* START Page *

301 Redirect HTML Files Without Using ISAPI Rewrite


Using 301 Redirects When All Else FailsWhen you run a website, there are times that you'll need to redirect older webpages to newer webpages or you might want to redirect multiple domain names to a single domain name. There are two key ways to accomplish this task, issuing a 301 redirect or a 302 redirect. What you might not know is that a 301 redirect is search engine friendly and a 302 redirect is not. 301’s will safely tell the search engines that one page has been permanently moved to a new location, while 302’s tell the search engines that it’s a temporary redirect (which can cause problems down the line.) This shouldn’t be news for anyone working in the search industry, but might be news for website owners outside of the industry. My post today isn’t about what 301’s and 302’s are, but it’s about a unique challenge I ran into recently with one of my clients. We needed to 301 redirect several HTML files to new pages on the website without using the standard methods of issuing a 301 redirect. Also, the website was running on a shared server, which was an added barrier. By writing this post, my hope is that I can help some of you who might run into the same situation. More on this soon. Let’s start with a quick review of redirects.

Let’s Define 301 and 302 redirects:
A 301 redirect is a permanent redirect and tells the search engines that the old webpage has been permanently moved to a new location. It basically tells Google and the other engines that you have permanently moved one page from HERE to THERE. If you need to redirect a file on your website, then you should always use a 301 redirect.

A 302 redirect is a temporary redirect, and is not search engine friendly. It basically tells Google and the other engines that the file in question has temporarily moved from HERE to THERE. There have been vulnerabilities in the past with using 302 redirects, which is a reason that 302’s aren’t trusted. If you need to redirect one page to another on your website, then don’t use a 302. Always use a 301 redirect when possible.

* END Page *

### Aim of the task
According to the text on 301 redirects, what does a 302 redirect tell the search engines?

* START Dataset extract *

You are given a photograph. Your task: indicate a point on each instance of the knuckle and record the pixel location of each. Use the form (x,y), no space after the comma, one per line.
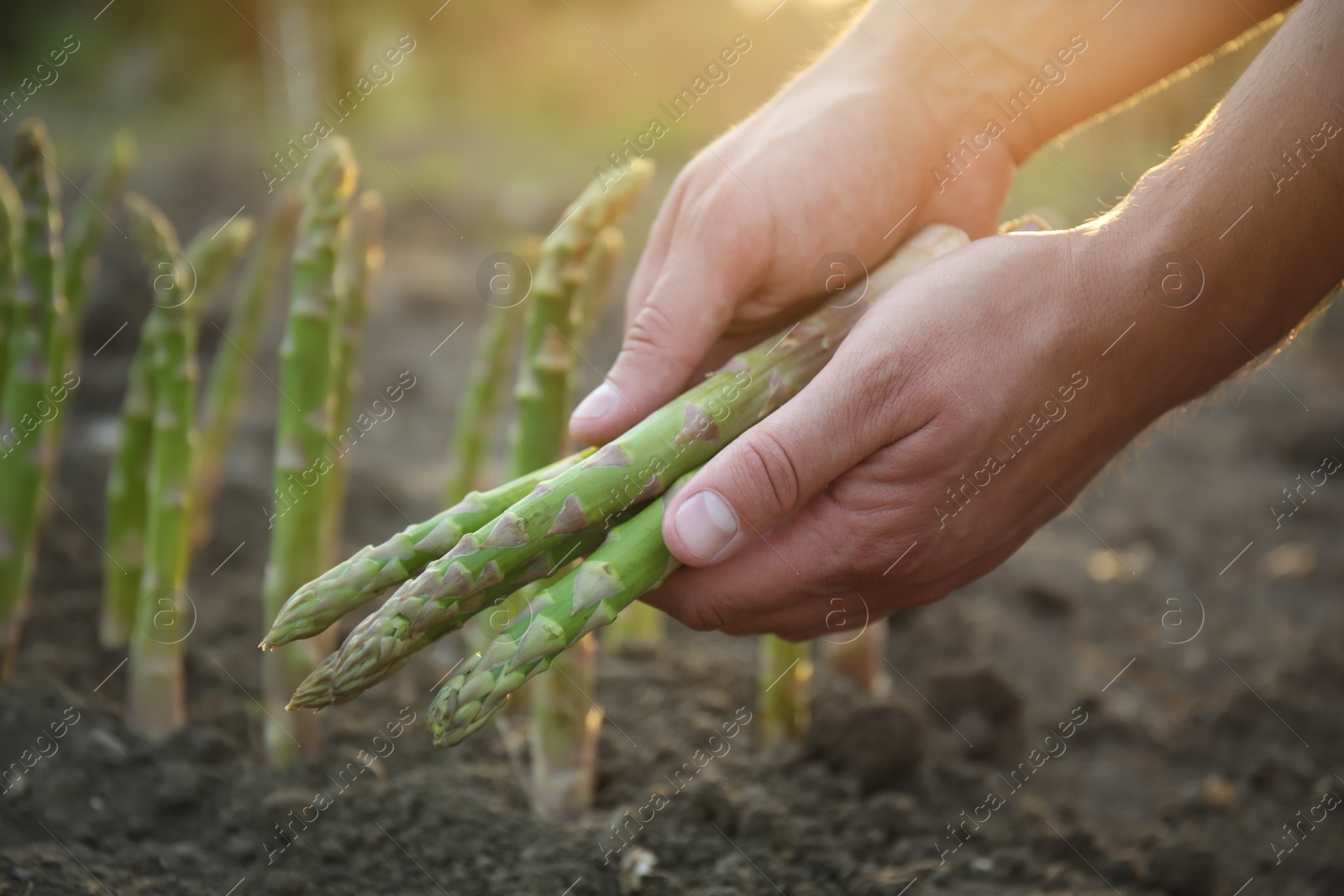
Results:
(651,331)
(702,617)
(765,469)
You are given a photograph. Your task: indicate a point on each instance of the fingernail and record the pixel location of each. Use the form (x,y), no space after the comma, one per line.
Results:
(706,524)
(597,405)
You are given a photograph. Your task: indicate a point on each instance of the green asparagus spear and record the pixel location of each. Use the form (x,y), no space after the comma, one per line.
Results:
(127,500)
(232,365)
(206,261)
(543,379)
(636,466)
(363,259)
(84,234)
(11,226)
(375,571)
(349,676)
(302,450)
(631,562)
(156,694)
(38,308)
(472,425)
(783,689)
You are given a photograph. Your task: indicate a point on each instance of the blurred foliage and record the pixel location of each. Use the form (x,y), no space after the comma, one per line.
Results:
(501,110)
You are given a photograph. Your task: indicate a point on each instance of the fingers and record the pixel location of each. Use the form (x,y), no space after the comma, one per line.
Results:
(781,463)
(712,258)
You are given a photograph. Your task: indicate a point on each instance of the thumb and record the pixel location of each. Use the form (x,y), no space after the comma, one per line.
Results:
(765,474)
(687,309)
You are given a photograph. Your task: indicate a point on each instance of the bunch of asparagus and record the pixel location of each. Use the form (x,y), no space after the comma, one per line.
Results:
(45,271)
(605,506)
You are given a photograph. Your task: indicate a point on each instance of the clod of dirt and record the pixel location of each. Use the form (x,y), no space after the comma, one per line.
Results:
(878,743)
(954,692)
(1047,605)
(1180,871)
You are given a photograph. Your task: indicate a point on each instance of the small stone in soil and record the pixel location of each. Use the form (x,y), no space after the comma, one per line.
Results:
(179,786)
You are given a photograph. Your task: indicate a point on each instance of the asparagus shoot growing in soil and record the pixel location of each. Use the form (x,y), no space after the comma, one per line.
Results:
(543,379)
(84,234)
(569,291)
(784,708)
(362,262)
(625,472)
(35,317)
(378,570)
(127,499)
(156,703)
(860,658)
(636,466)
(302,448)
(228,371)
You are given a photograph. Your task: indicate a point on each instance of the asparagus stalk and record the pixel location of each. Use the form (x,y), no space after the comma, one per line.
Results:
(638,465)
(543,379)
(84,234)
(638,624)
(373,661)
(156,701)
(470,427)
(11,226)
(210,254)
(127,500)
(344,678)
(860,658)
(376,570)
(783,698)
(38,308)
(631,562)
(564,727)
(596,286)
(232,365)
(564,734)
(302,450)
(363,261)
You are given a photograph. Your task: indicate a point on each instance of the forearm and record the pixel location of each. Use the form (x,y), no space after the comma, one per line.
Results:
(1038,69)
(1243,221)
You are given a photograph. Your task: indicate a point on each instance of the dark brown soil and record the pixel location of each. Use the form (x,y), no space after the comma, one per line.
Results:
(1183,765)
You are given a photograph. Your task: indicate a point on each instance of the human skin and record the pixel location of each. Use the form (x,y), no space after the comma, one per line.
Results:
(808,511)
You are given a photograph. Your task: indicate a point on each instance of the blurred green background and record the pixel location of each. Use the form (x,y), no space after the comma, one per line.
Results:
(497,116)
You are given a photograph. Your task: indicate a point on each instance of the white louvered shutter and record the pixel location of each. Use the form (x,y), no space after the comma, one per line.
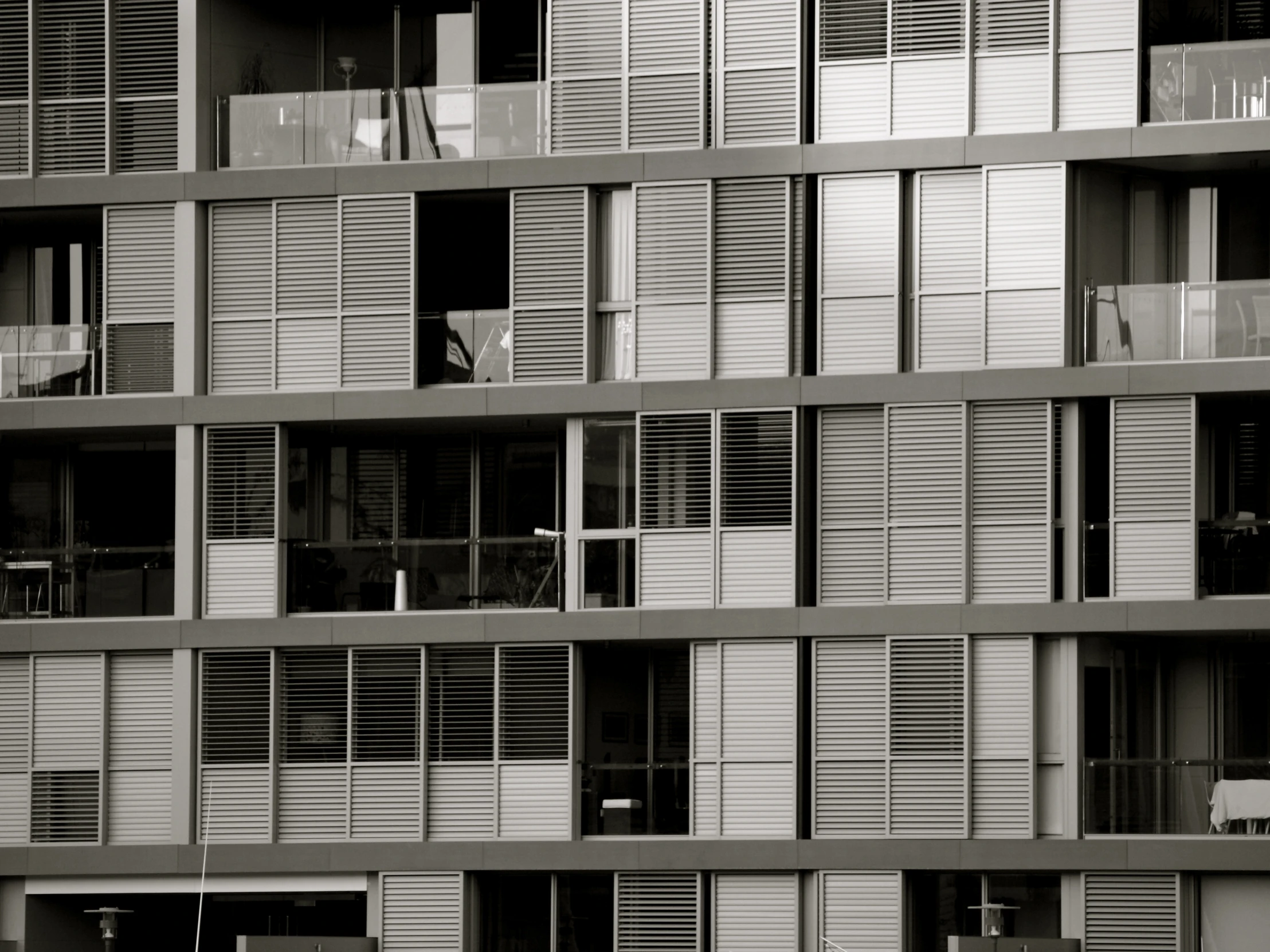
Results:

* END Dataset extract *

### Result below
It tells them that the page has moved to a new location only temporarily.